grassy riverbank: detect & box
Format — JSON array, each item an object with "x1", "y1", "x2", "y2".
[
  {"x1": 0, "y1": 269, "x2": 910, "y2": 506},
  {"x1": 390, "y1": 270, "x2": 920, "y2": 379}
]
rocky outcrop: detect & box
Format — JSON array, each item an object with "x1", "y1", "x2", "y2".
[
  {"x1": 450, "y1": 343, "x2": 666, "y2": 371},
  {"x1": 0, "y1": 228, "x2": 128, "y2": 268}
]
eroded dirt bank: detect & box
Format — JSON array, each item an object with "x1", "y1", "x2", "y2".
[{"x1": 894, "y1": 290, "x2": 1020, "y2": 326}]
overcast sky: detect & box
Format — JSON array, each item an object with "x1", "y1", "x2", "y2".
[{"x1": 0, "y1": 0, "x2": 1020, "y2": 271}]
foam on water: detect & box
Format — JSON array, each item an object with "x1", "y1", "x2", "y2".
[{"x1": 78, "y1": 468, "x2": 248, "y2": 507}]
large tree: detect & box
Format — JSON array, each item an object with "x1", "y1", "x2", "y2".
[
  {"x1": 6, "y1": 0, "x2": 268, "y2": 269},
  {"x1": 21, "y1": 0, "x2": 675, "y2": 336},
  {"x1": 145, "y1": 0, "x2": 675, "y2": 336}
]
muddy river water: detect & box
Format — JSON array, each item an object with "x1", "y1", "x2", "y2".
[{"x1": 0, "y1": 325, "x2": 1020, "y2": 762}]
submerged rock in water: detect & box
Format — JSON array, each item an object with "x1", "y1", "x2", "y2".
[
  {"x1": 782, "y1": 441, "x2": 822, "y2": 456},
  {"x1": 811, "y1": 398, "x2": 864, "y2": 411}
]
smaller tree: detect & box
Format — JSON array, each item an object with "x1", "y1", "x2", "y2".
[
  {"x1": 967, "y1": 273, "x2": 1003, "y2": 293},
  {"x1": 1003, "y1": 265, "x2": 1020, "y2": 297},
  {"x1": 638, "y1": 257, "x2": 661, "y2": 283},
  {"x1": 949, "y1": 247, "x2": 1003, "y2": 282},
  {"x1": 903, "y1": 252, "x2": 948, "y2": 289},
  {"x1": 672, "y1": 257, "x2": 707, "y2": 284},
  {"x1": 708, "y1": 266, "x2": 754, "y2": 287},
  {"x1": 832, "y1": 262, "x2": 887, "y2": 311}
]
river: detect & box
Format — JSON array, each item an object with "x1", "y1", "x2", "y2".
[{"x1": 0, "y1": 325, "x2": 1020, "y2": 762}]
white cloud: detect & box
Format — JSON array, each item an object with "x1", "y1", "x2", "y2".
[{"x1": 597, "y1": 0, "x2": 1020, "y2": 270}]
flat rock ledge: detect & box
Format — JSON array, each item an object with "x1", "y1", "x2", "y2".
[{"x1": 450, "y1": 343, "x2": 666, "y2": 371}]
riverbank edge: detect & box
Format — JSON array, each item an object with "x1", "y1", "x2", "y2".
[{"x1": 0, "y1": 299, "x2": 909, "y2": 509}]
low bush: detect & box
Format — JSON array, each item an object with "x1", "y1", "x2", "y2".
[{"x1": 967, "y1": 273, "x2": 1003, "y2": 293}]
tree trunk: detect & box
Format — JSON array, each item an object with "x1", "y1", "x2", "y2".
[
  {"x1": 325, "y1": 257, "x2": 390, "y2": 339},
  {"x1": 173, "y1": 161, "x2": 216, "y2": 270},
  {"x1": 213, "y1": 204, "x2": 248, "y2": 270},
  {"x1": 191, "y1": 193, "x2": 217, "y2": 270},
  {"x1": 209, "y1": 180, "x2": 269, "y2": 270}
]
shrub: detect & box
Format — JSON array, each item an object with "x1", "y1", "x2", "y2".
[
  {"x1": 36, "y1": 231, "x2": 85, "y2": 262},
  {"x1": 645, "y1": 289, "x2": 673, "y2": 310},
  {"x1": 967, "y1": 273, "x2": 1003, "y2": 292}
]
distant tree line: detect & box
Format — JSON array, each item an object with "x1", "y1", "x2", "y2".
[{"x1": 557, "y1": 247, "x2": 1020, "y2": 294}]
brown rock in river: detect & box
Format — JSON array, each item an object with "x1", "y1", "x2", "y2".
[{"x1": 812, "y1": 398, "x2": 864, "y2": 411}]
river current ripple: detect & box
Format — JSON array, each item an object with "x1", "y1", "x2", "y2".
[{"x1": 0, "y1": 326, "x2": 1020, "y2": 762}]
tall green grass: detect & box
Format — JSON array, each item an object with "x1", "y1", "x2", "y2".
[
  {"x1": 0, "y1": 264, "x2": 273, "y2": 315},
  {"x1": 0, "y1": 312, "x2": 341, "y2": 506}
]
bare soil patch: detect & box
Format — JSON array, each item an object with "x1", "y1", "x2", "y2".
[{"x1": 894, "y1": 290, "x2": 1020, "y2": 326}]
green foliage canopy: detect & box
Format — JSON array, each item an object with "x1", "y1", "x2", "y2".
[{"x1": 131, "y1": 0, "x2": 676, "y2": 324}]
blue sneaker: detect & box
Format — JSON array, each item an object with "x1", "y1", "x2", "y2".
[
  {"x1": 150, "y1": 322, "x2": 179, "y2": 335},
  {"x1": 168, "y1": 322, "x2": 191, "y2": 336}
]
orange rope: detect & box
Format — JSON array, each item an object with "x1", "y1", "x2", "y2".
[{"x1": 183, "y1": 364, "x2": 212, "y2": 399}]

◇ ◇ ◇ ◇ ◇ ◇ ◇

**Task brief**.
Each record must be returned exactly as it is written.

**Correct answer**.
grassy riverbank: detect & box
Format — JSON array, each item an object with "x1", "y1", "x2", "y2".
[
  {"x1": 0, "y1": 269, "x2": 910, "y2": 506},
  {"x1": 390, "y1": 270, "x2": 920, "y2": 379}
]
rocky outcrop: detect & box
Format — JSON array, each item an object with "x1", "y1", "x2", "y2".
[
  {"x1": 450, "y1": 343, "x2": 666, "y2": 371},
  {"x1": 0, "y1": 228, "x2": 128, "y2": 268}
]
eroded dirt bank: detect & box
Format — JSON array, each item an object with "x1", "y1", "x2", "y2".
[{"x1": 894, "y1": 290, "x2": 1020, "y2": 326}]
overcast sky: detect & box
Format — JSON array, each item an object with "x1", "y1", "x2", "y2".
[{"x1": 0, "y1": 0, "x2": 1020, "y2": 271}]
foam on water: detect & box
Format — JSON array, each item an object with "x1", "y1", "x2", "y2".
[{"x1": 78, "y1": 468, "x2": 248, "y2": 507}]
large tree: detect & box
Format — JSON array, each item an object with "x1", "y1", "x2", "y2".
[
  {"x1": 6, "y1": 0, "x2": 268, "y2": 269},
  {"x1": 21, "y1": 0, "x2": 675, "y2": 336},
  {"x1": 145, "y1": 0, "x2": 675, "y2": 336}
]
muddy river water: detect & box
Format — JSON array, each item an object with "x1", "y1", "x2", "y2".
[{"x1": 0, "y1": 325, "x2": 1020, "y2": 762}]
submerged rock in water: detect & box
Format — JSON array, each item an object with "x1", "y1", "x2", "y2".
[
  {"x1": 782, "y1": 441, "x2": 822, "y2": 456},
  {"x1": 811, "y1": 398, "x2": 864, "y2": 411}
]
smaller tree: detect & box
Format — JSON array, each item an object with "x1", "y1", "x2", "y2".
[
  {"x1": 967, "y1": 273, "x2": 1003, "y2": 293},
  {"x1": 1003, "y1": 265, "x2": 1020, "y2": 297},
  {"x1": 638, "y1": 257, "x2": 661, "y2": 283},
  {"x1": 949, "y1": 247, "x2": 1003, "y2": 282},
  {"x1": 903, "y1": 252, "x2": 948, "y2": 289},
  {"x1": 672, "y1": 257, "x2": 707, "y2": 284},
  {"x1": 708, "y1": 266, "x2": 754, "y2": 287},
  {"x1": 832, "y1": 262, "x2": 887, "y2": 311}
]
river: detect & box
Format — JSON array, each item an object with "x1", "y1", "x2", "y2".
[{"x1": 0, "y1": 325, "x2": 1020, "y2": 762}]
white cloud: detect & box
Format — JSON array, each item an object with "x1", "y1", "x2", "y2".
[{"x1": 597, "y1": 0, "x2": 1020, "y2": 270}]
flat rock ledge: detect & box
Format — JSON array, each item an object with "x1", "y1", "x2", "y2".
[{"x1": 450, "y1": 343, "x2": 666, "y2": 371}]
riverbank edge: detect & box
Format — JSON array, each item an object with "x1", "y1", "x2", "y2".
[{"x1": 0, "y1": 299, "x2": 909, "y2": 509}]
low bush: detect & box
Format — JSON array, each item an object with "x1", "y1", "x2", "y2".
[{"x1": 967, "y1": 273, "x2": 1003, "y2": 293}]
tree trunk: detect & box
Format — JSON array, each item an object with "x1", "y1", "x2", "y2".
[
  {"x1": 325, "y1": 257, "x2": 390, "y2": 339},
  {"x1": 173, "y1": 161, "x2": 216, "y2": 270},
  {"x1": 213, "y1": 204, "x2": 248, "y2": 270},
  {"x1": 191, "y1": 193, "x2": 217, "y2": 270},
  {"x1": 209, "y1": 180, "x2": 269, "y2": 270}
]
shrub: detect & box
Format — JSON array, each item an object with "x1", "y1", "x2", "y2".
[
  {"x1": 36, "y1": 231, "x2": 85, "y2": 262},
  {"x1": 645, "y1": 289, "x2": 673, "y2": 310},
  {"x1": 967, "y1": 273, "x2": 1003, "y2": 292}
]
distant tree line: detect & box
Format — JSON array, each item an object with "x1", "y1", "x2", "y2".
[{"x1": 557, "y1": 247, "x2": 1020, "y2": 294}]
brown rock in river: detect & box
Format — JSON array, each item an object with "x1", "y1", "x2", "y2".
[{"x1": 812, "y1": 398, "x2": 864, "y2": 411}]
river current ripple: detect & box
Format — JSON array, each item an object with "x1", "y1", "x2", "y2".
[{"x1": 0, "y1": 326, "x2": 1020, "y2": 762}]
tall green grass: detect & box
Format — JSON array, each item an object with "x1", "y1", "x2", "y2".
[
  {"x1": 0, "y1": 264, "x2": 273, "y2": 315},
  {"x1": 0, "y1": 312, "x2": 341, "y2": 506}
]
bare soil patch: detect & box
Format — JSON array, each item an object with "x1", "y1", "x2", "y2".
[{"x1": 894, "y1": 290, "x2": 1020, "y2": 326}]
green foliage canopy: detect & box
Format — JSON array, each item an object with "x1", "y1", "x2", "y2".
[{"x1": 131, "y1": 0, "x2": 676, "y2": 324}]
blue sneaker: detect & box
Format — JSON array, each item an object with "x1", "y1", "x2", "y2".
[
  {"x1": 150, "y1": 322, "x2": 179, "y2": 335},
  {"x1": 168, "y1": 322, "x2": 191, "y2": 336}
]
orange rope: detect & box
Format — JSON array, each item an object with "x1", "y1", "x2", "y2".
[{"x1": 183, "y1": 364, "x2": 212, "y2": 399}]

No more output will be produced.